Segmentation dataset records
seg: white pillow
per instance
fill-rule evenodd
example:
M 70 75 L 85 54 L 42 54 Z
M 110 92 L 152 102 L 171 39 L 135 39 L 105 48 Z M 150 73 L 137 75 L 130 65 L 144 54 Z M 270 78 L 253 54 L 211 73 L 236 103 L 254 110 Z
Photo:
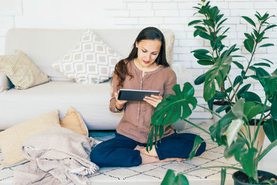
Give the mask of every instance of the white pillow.
M 122 58 L 88 29 L 75 47 L 52 66 L 78 83 L 100 83 L 112 77 L 115 64 Z

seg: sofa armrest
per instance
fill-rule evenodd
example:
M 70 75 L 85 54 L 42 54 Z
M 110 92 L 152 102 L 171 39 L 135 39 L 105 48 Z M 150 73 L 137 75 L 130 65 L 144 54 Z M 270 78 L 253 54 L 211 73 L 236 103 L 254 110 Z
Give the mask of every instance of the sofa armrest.
M 10 80 L 4 73 L 0 72 L 0 93 L 10 89 L 13 87 Z

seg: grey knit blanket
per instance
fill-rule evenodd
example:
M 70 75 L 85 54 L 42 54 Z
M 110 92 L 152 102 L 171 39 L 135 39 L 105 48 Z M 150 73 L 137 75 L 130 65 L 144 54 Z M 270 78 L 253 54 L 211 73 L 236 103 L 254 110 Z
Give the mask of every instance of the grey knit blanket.
M 22 146 L 28 162 L 15 171 L 15 184 L 89 184 L 98 166 L 90 161 L 96 141 L 64 127 L 46 130 Z

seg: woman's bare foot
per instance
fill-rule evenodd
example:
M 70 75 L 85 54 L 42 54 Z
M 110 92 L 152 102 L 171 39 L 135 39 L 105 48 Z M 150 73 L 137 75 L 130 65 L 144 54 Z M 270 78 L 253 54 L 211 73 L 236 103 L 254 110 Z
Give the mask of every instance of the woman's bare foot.
M 186 160 L 186 159 L 181 158 L 167 158 L 163 160 L 160 160 L 158 157 L 158 155 L 157 154 L 155 148 L 152 148 L 152 149 L 149 151 L 149 152 L 146 151 L 146 147 L 139 146 L 136 146 L 134 150 L 138 150 L 140 151 L 142 164 L 151 163 L 163 163 L 173 161 L 181 162 Z

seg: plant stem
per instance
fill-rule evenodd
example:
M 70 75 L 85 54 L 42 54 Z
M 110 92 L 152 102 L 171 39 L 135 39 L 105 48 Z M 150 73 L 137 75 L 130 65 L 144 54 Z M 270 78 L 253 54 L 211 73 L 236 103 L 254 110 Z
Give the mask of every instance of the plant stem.
M 267 118 L 268 116 L 270 116 L 270 114 L 271 114 L 271 113 L 269 112 L 269 114 L 267 114 L 267 116 L 265 116 L 263 118 L 262 118 L 262 121 L 264 121 L 265 120 L 265 118 Z
M 231 79 L 230 79 L 230 78 L 229 78 L 229 76 L 228 75 L 227 75 L 227 78 L 228 78 L 228 80 L 229 80 L 229 82 L 230 82 L 230 84 L 231 84 L 231 87 L 232 87 L 232 89 L 233 89 L 233 92 L 234 92 L 234 95 L 235 96 L 235 99 L 236 99 L 236 100 L 238 101 L 238 98 L 237 94 L 236 94 L 236 92 L 235 92 L 235 89 L 234 89 L 234 87 L 233 87 L 232 81 L 231 81 Z
M 206 130 L 204 130 L 204 128 L 202 128 L 201 127 L 198 126 L 197 125 L 193 123 L 193 122 L 190 122 L 190 121 L 184 118 L 183 119 L 184 121 L 188 122 L 188 123 L 190 123 L 190 125 L 193 125 L 194 127 L 202 130 L 203 132 L 207 133 L 208 134 L 211 135 L 211 133 L 208 131 L 206 131 Z
M 204 106 L 200 105 L 197 105 L 198 107 L 200 107 L 201 108 L 204 109 L 205 110 L 208 110 L 208 112 L 210 112 L 212 114 L 215 114 L 215 116 L 217 116 L 219 118 L 222 118 L 220 114 L 218 114 L 217 113 L 216 113 L 215 112 L 213 112 L 212 110 L 210 110 L 209 109 L 205 107 Z
M 272 148 L 277 146 L 277 139 L 271 143 L 261 153 L 259 156 L 258 161 L 260 161 Z
M 255 142 L 256 138 L 257 138 L 257 135 L 258 135 L 258 132 L 259 132 L 259 129 L 260 127 L 260 124 L 262 123 L 262 115 L 264 114 L 265 112 L 265 107 L 267 106 L 267 99 L 268 99 L 268 95 L 267 95 L 267 96 L 265 97 L 265 104 L 264 104 L 264 107 L 262 107 L 262 114 L 260 114 L 260 118 L 259 120 L 259 123 L 258 124 L 258 127 L 257 130 L 255 132 L 255 136 L 254 139 L 253 140 L 253 143 Z
M 260 24 L 259 30 L 258 30 L 258 34 L 260 34 L 260 28 L 262 28 L 262 24 Z M 256 43 L 255 43 L 254 49 L 253 50 L 252 53 L 251 53 L 251 58 L 250 58 L 249 62 L 248 62 L 248 65 L 247 65 L 247 69 L 245 70 L 245 75 L 247 74 L 247 71 L 248 71 L 248 69 L 249 69 L 250 64 L 251 64 L 251 63 L 252 62 L 253 57 L 254 56 L 254 54 L 255 54 L 255 52 L 256 52 L 256 48 L 257 48 L 257 46 L 258 46 L 258 43 L 259 43 L 259 42 L 256 42 Z M 243 81 L 243 78 L 242 78 L 242 81 Z M 238 84 L 238 86 L 237 89 L 235 89 L 235 92 L 238 92 L 238 89 L 239 89 L 240 87 L 240 84 L 242 84 L 242 83 L 239 83 L 239 84 Z M 234 96 L 235 96 L 235 94 L 233 94 L 232 98 L 231 98 L 231 100 L 233 99 Z

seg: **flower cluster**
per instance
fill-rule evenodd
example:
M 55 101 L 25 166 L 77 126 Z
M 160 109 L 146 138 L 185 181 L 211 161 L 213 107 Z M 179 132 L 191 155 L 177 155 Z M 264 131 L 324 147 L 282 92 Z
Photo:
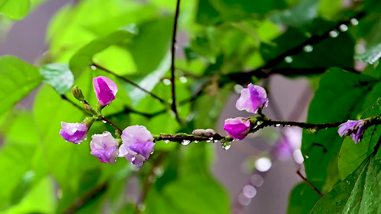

Task description: Rewrite all of the data above with "Give the mask" swapped for "Provide the outline" and nothing else changed. Omit the pictures from your answer.

Output for this exercise:
seg: white pillow
per instance
fill-rule evenodd
example:
M 70 75 L 85 54 L 42 54 Z
M 110 92 L 152 102 L 171 39 L 135 39 L 105 48 Z M 150 73 L 137 75 L 130 65 L 144 54 Z M 270 78 L 253 54 L 211 73 L 236 103 L 254 110 Z
Photo:
Provide the outline of every instance of the white pillow.
M 122 58 L 88 29 L 75 47 L 52 66 L 78 83 L 100 83 L 112 77 L 115 64 Z

seg: sofa armrest
per instance
fill-rule evenodd
example:
M 70 75 L 85 54 L 42 54 Z
M 110 92 L 152 102 L 171 39 L 135 39 L 105 48 Z M 150 73 L 137 75 L 130 65 L 144 54 Z M 270 78 L 253 54 L 211 73 L 236 103 L 254 110 Z
Provide the outline of every instance of the sofa armrest.
M 10 80 L 4 73 L 0 72 L 0 93 L 10 89 L 13 87 Z

seg: grey knit blanket
per instance
fill-rule evenodd
example:
M 70 75 L 85 54 L 42 54 Z
M 110 92 L 152 102 L 171 39 L 135 39 L 105 48 Z M 150 73 L 137 75 L 130 65 L 144 54 Z M 270 78 L 253 54 L 211 73 L 236 103 L 254 110 Z
Provide the outline of every instance of the grey knit blanket.
M 22 146 L 28 162 L 15 171 L 15 184 L 89 184 L 98 166 L 90 161 L 96 141 L 64 127 L 46 130 Z

seg: woman's bare foot
per instance
fill-rule evenodd
example:
M 70 75 L 85 54 L 42 54 Z
M 110 92 L 152 102 L 171 39 L 135 39 L 105 48 Z M 150 73 L 137 75 L 130 65 L 144 54 Z M 270 78 L 253 54 L 211 73 L 236 103 L 254 110 Z
Provide the outline of every instance of the woman's bare foot.
M 186 160 L 186 159 L 181 158 L 167 158 L 163 160 L 160 160 L 158 157 L 158 155 L 157 154 L 155 148 L 152 148 L 152 149 L 149 151 L 149 152 L 146 151 L 146 147 L 139 146 L 136 146 L 134 150 L 138 150 L 140 151 L 142 164 L 151 163 L 163 163 L 173 161 L 181 162 Z

seg: plant stem
per instance
fill-rule evenodd
example:
M 70 75 L 85 54 L 42 54 Z
M 110 92 L 152 102 L 171 39 L 135 39 L 105 48 Z M 150 73 L 137 75 L 130 65 L 144 54 Z M 270 78 L 253 54 L 211 73 L 236 103 L 254 110 Z
Provide the outline of every instance of the plant stem.
M 267 118 L 268 116 L 270 116 L 270 114 L 271 114 L 271 113 L 269 112 L 269 114 L 267 114 L 267 116 L 265 116 L 263 118 L 262 118 L 262 121 L 264 121 L 265 120 L 265 118 Z
M 231 79 L 230 79 L 230 78 L 229 78 L 229 76 L 228 75 L 227 75 L 227 78 L 228 78 L 228 80 L 229 80 L 229 82 L 230 82 L 230 84 L 231 84 L 231 87 L 232 87 L 232 89 L 233 89 L 233 92 L 234 92 L 234 95 L 235 96 L 235 99 L 236 99 L 236 100 L 238 101 L 238 98 L 237 94 L 236 94 L 236 92 L 235 92 L 235 89 L 234 89 L 234 87 L 233 87 L 232 81 L 231 81 Z
M 206 130 L 204 130 L 204 128 L 202 128 L 201 127 L 198 126 L 197 125 L 193 123 L 193 122 L 190 122 L 190 121 L 184 118 L 183 119 L 184 121 L 188 122 L 188 123 L 190 123 L 190 125 L 193 125 L 194 127 L 202 130 L 203 132 L 207 133 L 208 134 L 211 135 L 211 133 L 208 131 L 206 131 Z
M 204 106 L 200 105 L 197 105 L 198 107 L 200 107 L 201 108 L 204 109 L 205 110 L 208 110 L 208 112 L 210 112 L 212 114 L 215 114 L 215 116 L 217 116 L 219 118 L 222 118 L 220 114 L 218 114 L 217 113 L 216 113 L 215 112 L 213 112 L 212 110 L 210 110 L 209 109 L 205 107 Z
M 272 148 L 277 146 L 277 139 L 271 143 L 261 153 L 259 156 L 258 161 L 260 161 Z
M 255 142 L 256 138 L 257 138 L 257 135 L 258 135 L 258 132 L 259 132 L 259 129 L 260 127 L 260 124 L 262 123 L 262 115 L 264 114 L 265 112 L 265 107 L 267 106 L 267 99 L 268 99 L 268 95 L 267 95 L 267 96 L 265 97 L 265 104 L 264 104 L 264 107 L 262 107 L 262 114 L 260 114 L 260 118 L 259 120 L 259 123 L 258 124 L 258 127 L 257 130 L 255 132 L 255 136 L 254 139 L 253 140 L 253 143 Z
M 260 24 L 259 30 L 258 30 L 258 34 L 260 34 L 260 28 L 262 28 L 262 24 Z M 256 43 L 255 43 L 254 49 L 253 50 L 252 53 L 251 53 L 251 58 L 250 58 L 249 62 L 248 62 L 248 65 L 247 65 L 247 69 L 245 70 L 245 75 L 247 74 L 247 71 L 248 71 L 248 69 L 249 69 L 250 64 L 251 64 L 251 63 L 252 62 L 253 57 L 254 56 L 254 54 L 255 54 L 255 52 L 256 52 L 256 48 L 257 48 L 257 46 L 258 46 L 258 43 L 259 43 L 259 42 L 256 42 Z M 243 81 L 243 78 L 242 78 L 242 81 Z M 238 84 L 238 86 L 237 89 L 235 89 L 235 92 L 238 92 L 238 89 L 239 89 L 240 87 L 240 84 L 242 84 L 242 83 L 239 83 L 239 84 Z M 234 96 L 235 96 L 235 94 L 233 94 L 232 98 L 231 98 L 231 100 L 233 99 Z

seg: **flower cluster**
per instance
fill-rule evenodd
example:
M 55 101 L 25 166 L 77 126 Z
M 160 109 L 146 138 L 185 181 L 211 161 L 213 107 Z M 179 132 L 191 155 L 177 155 Z M 264 131 L 324 147 L 282 92 Z
Photo:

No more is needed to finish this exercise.